■ About this exercise
Go through the listing below and retype exactly the lines starting at the one with "the groom's arm" and ending at the one with "Target: green leafy tree", skipping pictures.

•••

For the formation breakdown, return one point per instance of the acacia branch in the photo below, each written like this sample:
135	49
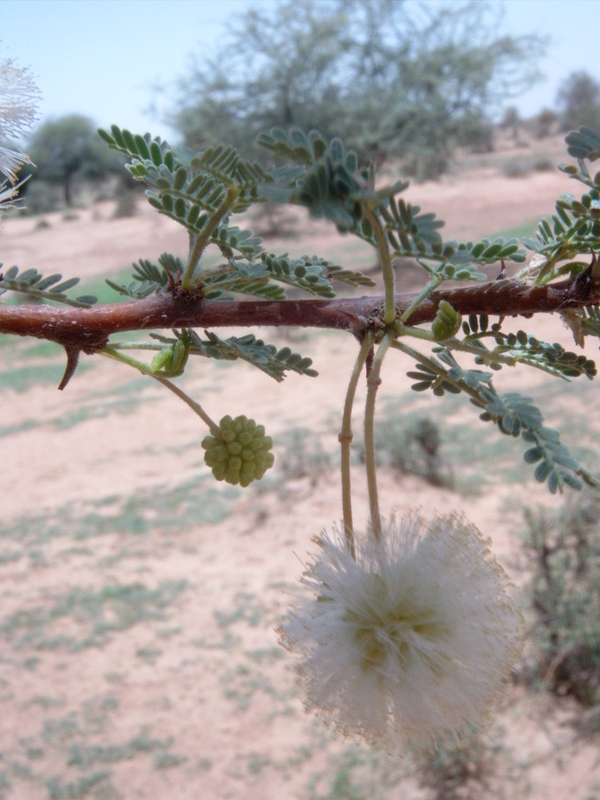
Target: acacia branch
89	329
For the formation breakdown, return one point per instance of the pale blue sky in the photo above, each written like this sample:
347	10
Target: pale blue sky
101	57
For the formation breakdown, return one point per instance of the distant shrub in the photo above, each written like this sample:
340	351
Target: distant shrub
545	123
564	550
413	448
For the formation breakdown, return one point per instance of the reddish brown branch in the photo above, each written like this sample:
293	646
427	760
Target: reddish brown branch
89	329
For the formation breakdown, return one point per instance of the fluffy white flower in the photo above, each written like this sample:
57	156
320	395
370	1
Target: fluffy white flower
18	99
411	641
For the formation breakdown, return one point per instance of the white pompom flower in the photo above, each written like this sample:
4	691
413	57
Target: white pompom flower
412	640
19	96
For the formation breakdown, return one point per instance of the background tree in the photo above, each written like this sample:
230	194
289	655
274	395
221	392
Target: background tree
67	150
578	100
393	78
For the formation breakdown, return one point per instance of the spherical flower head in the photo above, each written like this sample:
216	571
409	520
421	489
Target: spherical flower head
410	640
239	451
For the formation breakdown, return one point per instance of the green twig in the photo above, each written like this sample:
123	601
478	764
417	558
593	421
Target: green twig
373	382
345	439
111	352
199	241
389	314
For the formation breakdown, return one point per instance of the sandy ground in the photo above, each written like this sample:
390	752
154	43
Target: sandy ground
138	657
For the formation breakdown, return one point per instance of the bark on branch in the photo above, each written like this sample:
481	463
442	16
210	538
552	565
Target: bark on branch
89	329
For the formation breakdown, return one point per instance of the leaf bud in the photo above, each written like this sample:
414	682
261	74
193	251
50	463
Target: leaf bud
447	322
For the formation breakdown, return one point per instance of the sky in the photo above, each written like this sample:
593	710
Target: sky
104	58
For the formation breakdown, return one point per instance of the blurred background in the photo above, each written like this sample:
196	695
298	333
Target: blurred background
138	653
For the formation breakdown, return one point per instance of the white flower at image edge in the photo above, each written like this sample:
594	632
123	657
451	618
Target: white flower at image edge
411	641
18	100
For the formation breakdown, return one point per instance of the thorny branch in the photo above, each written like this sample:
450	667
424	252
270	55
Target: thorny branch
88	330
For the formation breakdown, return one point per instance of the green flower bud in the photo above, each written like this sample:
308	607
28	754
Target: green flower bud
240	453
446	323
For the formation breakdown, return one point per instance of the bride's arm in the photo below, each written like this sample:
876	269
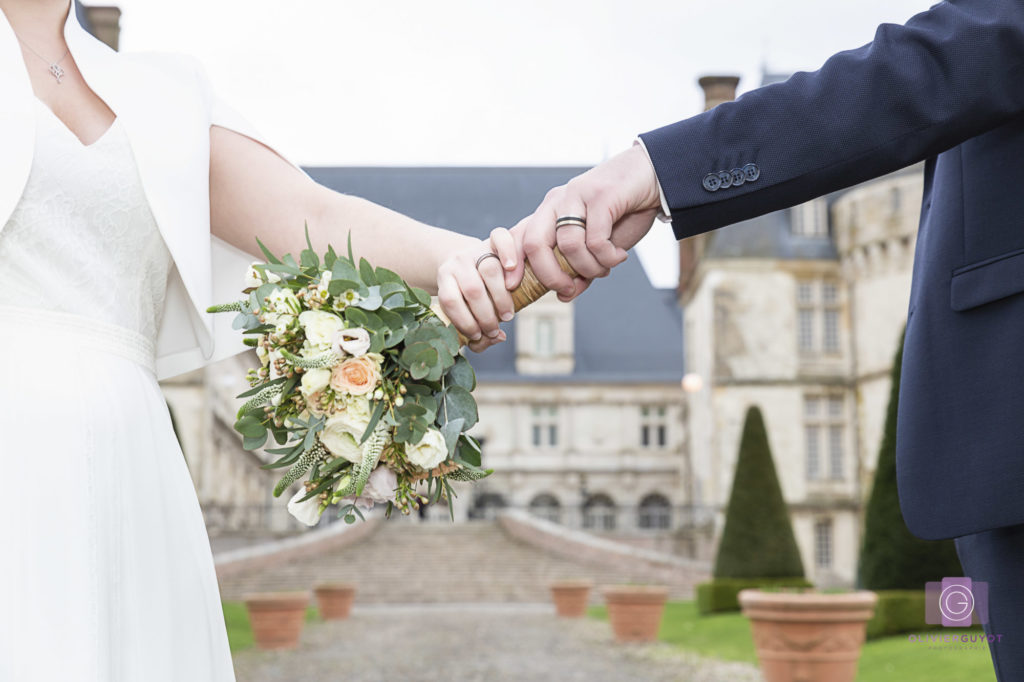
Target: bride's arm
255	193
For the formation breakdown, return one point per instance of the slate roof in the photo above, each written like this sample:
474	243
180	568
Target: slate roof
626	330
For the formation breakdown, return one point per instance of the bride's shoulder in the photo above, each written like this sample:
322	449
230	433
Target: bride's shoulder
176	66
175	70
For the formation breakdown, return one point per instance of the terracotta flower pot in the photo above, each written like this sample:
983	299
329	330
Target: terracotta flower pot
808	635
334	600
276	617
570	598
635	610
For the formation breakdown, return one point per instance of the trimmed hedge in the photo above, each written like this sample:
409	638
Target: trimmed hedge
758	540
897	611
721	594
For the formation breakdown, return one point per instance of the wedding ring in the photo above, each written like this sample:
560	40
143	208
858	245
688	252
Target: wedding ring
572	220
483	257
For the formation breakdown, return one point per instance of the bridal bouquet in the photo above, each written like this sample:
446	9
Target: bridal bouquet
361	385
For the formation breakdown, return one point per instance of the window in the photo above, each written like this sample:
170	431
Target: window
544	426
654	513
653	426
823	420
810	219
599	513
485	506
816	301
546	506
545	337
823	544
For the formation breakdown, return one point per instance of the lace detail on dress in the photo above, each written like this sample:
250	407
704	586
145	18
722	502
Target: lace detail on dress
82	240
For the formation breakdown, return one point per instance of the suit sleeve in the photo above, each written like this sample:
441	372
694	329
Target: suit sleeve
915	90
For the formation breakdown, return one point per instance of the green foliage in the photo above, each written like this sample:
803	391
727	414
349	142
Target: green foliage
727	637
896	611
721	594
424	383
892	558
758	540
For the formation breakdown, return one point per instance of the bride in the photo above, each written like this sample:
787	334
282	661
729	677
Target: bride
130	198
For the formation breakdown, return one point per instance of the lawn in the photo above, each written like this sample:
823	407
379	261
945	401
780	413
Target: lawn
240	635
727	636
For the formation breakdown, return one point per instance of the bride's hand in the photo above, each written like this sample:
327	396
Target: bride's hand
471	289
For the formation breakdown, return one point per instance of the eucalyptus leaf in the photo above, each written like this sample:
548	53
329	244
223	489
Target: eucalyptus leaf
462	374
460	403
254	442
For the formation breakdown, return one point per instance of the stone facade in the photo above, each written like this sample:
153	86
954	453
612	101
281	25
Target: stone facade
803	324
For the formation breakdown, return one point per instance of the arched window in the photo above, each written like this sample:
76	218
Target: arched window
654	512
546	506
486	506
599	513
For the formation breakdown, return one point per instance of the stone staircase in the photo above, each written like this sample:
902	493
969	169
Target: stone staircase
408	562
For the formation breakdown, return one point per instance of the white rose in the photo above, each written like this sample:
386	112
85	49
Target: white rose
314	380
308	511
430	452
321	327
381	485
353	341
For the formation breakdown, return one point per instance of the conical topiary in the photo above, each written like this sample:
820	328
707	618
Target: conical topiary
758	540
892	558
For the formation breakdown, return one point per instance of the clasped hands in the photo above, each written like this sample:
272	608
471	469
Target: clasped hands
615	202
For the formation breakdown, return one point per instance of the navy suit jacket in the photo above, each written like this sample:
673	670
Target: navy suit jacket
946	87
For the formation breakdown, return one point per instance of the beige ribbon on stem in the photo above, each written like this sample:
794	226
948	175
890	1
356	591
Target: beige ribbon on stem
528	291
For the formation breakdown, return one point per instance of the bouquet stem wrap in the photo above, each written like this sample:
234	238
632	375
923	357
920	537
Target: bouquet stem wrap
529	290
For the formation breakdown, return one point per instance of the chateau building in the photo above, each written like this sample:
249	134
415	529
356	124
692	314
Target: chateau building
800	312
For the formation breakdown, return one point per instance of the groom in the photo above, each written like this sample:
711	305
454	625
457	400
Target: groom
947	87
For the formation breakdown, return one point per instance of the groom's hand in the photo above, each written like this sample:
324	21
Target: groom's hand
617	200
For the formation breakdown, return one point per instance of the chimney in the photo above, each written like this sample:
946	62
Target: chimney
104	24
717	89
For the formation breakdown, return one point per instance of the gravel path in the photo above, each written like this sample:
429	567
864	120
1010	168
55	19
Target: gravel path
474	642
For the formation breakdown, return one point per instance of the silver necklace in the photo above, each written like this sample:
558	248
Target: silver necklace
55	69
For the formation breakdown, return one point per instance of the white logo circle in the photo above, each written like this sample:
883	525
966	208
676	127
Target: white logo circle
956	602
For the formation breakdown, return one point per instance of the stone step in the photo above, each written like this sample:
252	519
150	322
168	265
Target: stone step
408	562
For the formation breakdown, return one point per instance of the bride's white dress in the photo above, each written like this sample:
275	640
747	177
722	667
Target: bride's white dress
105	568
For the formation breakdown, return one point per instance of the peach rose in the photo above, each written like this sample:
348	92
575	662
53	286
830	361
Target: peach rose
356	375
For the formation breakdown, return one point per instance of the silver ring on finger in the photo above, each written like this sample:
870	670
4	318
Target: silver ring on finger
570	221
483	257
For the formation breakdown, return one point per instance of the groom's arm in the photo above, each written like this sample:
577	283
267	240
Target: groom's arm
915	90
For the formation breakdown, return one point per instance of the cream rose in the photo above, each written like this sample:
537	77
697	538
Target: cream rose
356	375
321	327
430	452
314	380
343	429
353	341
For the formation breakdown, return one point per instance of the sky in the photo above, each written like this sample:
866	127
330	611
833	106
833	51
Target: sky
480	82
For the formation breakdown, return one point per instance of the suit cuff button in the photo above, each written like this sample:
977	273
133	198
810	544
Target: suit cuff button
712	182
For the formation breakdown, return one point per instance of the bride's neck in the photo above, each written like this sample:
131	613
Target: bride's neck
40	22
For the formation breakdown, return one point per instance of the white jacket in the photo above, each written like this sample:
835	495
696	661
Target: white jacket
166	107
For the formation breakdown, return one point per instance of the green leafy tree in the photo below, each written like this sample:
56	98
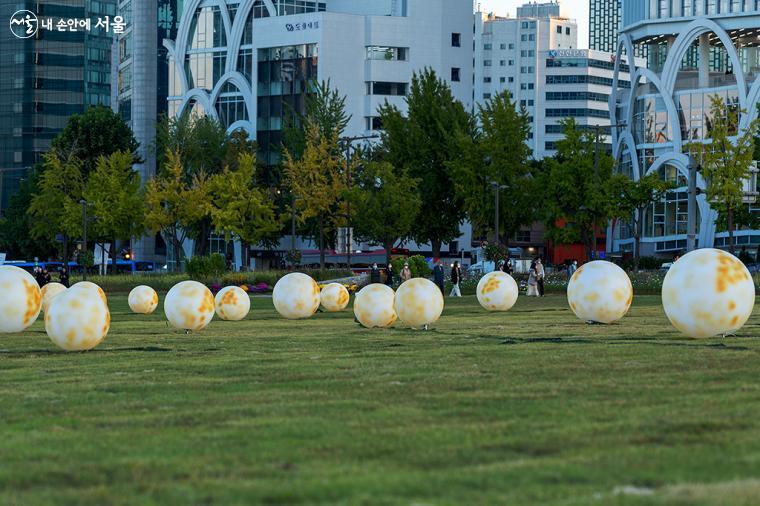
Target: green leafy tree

•••

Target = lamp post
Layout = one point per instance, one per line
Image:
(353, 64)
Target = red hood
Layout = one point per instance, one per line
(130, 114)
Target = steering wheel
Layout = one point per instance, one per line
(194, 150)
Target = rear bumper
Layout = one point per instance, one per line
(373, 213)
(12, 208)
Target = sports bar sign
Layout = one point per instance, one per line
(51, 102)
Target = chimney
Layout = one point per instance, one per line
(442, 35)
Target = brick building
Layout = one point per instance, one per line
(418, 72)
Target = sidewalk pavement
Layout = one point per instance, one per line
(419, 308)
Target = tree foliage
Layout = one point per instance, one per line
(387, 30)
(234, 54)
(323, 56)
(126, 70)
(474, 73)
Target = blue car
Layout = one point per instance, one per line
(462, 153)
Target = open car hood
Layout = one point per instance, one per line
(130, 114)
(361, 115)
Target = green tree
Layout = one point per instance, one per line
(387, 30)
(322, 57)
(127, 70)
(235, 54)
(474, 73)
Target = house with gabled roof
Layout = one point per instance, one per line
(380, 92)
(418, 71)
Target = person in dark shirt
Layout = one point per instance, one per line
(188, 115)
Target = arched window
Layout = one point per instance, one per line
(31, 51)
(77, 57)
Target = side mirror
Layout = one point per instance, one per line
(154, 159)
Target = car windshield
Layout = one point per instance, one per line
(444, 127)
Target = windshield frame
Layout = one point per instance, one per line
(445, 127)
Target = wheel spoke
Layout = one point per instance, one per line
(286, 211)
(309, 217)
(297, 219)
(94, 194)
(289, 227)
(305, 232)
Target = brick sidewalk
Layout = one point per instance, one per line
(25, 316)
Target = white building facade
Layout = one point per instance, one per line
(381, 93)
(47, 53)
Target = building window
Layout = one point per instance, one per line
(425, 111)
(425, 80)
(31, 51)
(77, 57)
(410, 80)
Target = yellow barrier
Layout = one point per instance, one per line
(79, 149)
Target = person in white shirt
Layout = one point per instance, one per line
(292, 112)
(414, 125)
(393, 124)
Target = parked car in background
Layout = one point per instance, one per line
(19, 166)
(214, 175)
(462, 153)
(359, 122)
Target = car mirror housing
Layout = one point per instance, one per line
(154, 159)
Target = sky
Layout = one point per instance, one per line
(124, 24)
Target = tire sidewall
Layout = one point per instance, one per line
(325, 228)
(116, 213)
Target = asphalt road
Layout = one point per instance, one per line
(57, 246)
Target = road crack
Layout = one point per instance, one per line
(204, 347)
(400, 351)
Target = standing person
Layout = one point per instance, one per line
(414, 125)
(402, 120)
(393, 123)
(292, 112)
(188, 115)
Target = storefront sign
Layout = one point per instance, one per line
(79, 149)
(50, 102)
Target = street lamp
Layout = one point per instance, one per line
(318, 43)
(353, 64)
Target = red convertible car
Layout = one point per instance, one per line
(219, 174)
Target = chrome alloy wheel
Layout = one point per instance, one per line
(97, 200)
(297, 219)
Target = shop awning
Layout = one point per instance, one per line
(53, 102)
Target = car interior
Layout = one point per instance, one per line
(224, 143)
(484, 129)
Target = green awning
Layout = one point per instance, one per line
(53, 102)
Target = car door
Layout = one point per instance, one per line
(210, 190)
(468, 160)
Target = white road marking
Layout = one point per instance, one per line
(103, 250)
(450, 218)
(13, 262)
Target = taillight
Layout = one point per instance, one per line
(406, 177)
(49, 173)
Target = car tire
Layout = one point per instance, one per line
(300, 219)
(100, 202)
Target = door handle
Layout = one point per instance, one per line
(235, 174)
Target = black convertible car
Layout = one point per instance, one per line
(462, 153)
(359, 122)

•••

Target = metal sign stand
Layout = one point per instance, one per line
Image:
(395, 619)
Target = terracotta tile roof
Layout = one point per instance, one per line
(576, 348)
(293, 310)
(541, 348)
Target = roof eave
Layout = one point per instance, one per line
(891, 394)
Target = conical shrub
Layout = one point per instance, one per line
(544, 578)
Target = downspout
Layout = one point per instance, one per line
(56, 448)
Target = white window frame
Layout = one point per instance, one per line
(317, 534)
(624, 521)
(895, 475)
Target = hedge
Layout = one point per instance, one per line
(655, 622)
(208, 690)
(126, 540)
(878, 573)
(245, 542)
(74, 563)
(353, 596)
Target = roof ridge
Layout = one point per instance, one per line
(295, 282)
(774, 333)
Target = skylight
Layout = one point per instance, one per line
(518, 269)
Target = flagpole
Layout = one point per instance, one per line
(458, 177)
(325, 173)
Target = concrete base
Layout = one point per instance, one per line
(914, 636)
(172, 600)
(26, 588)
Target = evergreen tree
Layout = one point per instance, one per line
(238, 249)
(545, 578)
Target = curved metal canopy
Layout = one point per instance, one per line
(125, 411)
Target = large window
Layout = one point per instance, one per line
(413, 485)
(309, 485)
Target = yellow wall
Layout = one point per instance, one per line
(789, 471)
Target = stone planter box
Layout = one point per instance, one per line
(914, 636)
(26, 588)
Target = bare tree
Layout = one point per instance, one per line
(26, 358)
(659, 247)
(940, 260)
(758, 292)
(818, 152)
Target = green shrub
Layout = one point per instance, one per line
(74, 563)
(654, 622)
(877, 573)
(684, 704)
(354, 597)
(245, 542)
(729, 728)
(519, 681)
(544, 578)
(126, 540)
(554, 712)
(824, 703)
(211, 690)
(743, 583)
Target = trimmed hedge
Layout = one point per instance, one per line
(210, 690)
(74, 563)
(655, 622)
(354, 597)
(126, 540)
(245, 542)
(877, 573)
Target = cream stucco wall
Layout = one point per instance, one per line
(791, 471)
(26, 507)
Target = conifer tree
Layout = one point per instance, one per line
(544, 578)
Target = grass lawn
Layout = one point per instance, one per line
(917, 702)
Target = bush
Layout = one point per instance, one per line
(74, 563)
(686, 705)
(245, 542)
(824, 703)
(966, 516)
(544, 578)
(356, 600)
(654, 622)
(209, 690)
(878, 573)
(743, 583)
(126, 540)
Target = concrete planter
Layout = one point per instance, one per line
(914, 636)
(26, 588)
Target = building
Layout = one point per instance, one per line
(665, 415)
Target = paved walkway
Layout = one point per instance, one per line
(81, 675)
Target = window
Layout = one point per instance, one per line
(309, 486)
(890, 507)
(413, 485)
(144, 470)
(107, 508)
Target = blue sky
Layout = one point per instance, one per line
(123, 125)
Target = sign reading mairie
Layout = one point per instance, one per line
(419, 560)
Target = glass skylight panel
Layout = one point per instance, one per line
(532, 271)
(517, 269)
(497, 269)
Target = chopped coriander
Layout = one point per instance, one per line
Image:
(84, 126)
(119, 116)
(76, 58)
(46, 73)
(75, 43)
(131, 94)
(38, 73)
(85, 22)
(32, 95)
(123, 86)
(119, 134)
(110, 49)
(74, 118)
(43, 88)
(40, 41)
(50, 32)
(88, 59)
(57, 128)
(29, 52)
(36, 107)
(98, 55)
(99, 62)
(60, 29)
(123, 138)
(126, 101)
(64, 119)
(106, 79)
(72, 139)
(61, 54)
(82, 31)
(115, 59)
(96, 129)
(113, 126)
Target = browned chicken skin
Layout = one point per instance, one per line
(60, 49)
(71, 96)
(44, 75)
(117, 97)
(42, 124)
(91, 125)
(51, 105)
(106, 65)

•••

■ Task output
For the formation breakdown, return one point per instance of the groom's arm in the photo above, each written like this sample:
577	283
267	240
Target: groom's arm
915	90
For the formation breakdown, return one point per instance of the cream rose in the photo above, each written like this sample:
537	77
697	538
Target: cream rose
356	375
321	327
430	452
314	380
343	429
353	341
For the formation breakdown, return one point per instance of the sky in the photo above, each written like this sample:
866	127
330	611
833	106
833	51
Target: sky
480	82
For the formation breakdown, return one point per instance of the suit cuff button in the photo above, each written like this sample:
977	273
133	198
810	544
Target: suit cuff button
712	182
For the formation breakdown, return one point per instance of the bride's neck in the photo above, each written like this sample:
131	613
Target: bride's neck
40	22
For the formation breakdown, return one point per instance of the white jacket in the photo above, each written like this sample:
835	495
696	661
Target: white jacket
166	107
For the formation breakdown, return one point per instance of the green leafy tree in the photo below, each written like this sample:
56	98
Target: green leafy tree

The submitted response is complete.